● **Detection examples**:
»»

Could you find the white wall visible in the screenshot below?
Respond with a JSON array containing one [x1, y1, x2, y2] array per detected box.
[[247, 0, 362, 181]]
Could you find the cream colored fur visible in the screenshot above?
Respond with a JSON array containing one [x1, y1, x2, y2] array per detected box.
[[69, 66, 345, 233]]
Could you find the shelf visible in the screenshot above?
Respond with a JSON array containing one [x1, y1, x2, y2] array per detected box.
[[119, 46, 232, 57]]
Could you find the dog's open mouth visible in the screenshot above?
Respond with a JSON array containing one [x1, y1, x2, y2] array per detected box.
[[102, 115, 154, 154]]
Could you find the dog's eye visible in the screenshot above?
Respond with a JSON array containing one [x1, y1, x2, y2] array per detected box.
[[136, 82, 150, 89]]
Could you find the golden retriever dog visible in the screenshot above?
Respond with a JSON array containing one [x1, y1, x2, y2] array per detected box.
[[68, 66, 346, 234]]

««
»»

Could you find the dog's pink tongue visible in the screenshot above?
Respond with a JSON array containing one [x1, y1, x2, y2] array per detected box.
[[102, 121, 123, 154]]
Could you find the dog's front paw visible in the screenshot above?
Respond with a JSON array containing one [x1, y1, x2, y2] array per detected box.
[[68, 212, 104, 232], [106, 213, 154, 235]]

««
»»

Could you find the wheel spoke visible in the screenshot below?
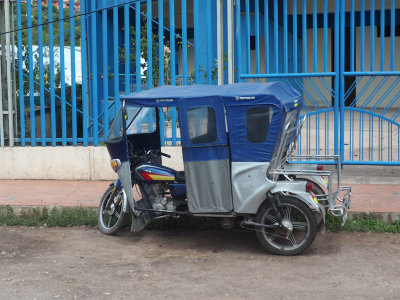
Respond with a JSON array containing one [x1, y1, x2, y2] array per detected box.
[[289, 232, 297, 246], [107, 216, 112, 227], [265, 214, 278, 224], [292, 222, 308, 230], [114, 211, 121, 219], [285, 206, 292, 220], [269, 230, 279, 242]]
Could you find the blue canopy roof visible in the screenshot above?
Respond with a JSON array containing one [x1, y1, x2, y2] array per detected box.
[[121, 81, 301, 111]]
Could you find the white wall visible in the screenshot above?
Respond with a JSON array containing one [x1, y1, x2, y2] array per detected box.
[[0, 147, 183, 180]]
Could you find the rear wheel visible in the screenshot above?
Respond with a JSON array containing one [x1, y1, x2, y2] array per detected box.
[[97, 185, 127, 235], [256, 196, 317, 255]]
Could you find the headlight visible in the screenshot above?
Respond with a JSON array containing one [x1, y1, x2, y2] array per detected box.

««

● **EXERCISE PROMPT**: Output the lines starting at the one that contains "Could you find the shelf" and ending at the one that contains "[[68, 66, 346, 234]]", both included, as a JSON list of strings with one string per line. Leave out any blank lines.

● **TASK ANSWER**:
[
  "Could you find the shelf visible in the screenshot above?",
  "Respond with a JSON array containing one [x1, y1, x2, y2] array per detected box.",
  "[[119, 46, 232, 57]]",
  "Could you find the dog's open mouth visible in the screenshot above?",
  "Respond with a JSON array containing one [x1, y1, x2, y2] array per detected box.",
  "[[102, 115, 154, 154]]",
  "Could you find the dog's eye visible in the screenshot above?",
  "Respond with a JSON array containing one [x1, y1, x2, y2] array per detected box.",
  "[[136, 82, 150, 89]]",
  "Could you find the golden retriever dog visible in the screenshot above?",
  "Respond with a JSON array containing one [x1, y1, x2, y2] array per detected box.",
  "[[68, 66, 346, 234]]"
]